WRITTEN EXERCISE:
Return each line in the records below that contains the word "lamp". Case counts.

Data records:
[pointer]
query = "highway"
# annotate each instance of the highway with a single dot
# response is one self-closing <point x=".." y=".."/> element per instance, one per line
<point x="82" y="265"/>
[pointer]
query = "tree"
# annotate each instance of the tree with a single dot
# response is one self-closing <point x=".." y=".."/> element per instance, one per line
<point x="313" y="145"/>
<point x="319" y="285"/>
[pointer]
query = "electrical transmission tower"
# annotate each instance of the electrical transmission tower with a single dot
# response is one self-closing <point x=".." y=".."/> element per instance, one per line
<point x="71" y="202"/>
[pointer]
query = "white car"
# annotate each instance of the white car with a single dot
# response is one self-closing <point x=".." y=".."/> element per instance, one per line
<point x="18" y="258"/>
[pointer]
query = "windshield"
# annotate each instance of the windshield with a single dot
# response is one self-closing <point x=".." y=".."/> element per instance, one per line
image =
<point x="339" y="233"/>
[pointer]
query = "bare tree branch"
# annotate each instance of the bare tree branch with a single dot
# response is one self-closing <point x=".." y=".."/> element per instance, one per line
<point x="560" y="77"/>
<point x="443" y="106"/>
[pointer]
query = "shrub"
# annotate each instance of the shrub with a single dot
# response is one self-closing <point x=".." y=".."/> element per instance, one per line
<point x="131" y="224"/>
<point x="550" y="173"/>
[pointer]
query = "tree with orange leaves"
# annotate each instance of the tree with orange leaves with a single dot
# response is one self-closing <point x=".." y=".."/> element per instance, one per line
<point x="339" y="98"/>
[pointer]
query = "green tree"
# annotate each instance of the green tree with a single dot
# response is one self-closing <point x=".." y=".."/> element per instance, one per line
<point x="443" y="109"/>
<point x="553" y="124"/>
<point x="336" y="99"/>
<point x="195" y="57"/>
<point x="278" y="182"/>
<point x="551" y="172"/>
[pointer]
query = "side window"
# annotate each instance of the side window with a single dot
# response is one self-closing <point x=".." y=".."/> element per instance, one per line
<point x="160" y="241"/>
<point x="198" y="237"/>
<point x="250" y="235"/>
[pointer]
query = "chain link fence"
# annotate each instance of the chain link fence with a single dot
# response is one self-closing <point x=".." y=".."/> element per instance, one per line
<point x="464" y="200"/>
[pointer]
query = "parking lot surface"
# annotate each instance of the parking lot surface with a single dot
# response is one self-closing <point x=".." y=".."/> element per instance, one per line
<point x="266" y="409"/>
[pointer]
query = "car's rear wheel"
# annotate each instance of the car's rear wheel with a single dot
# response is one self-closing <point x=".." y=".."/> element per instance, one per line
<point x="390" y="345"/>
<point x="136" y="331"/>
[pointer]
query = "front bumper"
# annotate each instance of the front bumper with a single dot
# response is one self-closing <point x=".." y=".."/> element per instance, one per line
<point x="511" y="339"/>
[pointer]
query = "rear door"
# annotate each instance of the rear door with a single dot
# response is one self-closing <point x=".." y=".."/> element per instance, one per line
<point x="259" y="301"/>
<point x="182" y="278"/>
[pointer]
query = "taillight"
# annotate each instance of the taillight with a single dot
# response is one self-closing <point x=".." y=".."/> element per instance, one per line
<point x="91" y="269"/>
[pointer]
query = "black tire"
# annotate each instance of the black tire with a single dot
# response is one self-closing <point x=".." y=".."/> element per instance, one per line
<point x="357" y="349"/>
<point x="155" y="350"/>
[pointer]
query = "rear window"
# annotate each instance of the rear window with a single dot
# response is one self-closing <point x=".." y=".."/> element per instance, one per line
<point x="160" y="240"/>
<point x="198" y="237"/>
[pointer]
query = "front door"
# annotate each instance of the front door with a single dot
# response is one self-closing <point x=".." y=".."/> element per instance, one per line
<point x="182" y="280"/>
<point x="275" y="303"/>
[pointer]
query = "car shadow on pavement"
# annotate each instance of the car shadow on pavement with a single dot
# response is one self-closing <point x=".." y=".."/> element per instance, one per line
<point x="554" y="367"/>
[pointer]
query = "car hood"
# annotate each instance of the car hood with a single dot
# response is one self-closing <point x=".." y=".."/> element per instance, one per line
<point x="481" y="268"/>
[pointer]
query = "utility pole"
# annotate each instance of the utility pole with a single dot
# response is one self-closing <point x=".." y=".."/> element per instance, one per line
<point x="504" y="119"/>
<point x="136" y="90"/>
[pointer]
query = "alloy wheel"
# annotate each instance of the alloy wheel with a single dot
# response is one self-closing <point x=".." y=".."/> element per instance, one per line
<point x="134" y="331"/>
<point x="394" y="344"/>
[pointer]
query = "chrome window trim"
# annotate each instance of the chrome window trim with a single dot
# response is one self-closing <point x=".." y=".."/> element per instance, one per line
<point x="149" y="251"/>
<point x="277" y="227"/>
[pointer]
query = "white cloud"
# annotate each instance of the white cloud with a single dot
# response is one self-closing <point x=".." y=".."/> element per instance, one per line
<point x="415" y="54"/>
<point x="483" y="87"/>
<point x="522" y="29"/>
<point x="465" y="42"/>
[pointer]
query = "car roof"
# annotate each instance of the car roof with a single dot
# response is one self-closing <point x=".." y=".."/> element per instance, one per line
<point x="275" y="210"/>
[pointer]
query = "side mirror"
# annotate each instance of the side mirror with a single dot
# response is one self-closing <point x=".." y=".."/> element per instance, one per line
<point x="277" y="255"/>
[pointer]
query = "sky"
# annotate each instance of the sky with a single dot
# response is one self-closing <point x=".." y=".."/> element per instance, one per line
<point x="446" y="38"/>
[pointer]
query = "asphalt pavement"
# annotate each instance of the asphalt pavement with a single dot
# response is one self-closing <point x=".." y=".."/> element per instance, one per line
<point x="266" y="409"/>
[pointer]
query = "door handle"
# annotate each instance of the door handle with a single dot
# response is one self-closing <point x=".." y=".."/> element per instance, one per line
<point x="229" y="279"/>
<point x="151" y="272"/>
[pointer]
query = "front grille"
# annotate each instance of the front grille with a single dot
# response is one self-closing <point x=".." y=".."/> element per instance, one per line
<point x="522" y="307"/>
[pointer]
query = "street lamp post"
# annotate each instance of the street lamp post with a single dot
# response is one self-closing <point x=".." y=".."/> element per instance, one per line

FINISHED EXERCISE:
query = "street lamp post"
# annotate each instance of the street lamp post with a single dot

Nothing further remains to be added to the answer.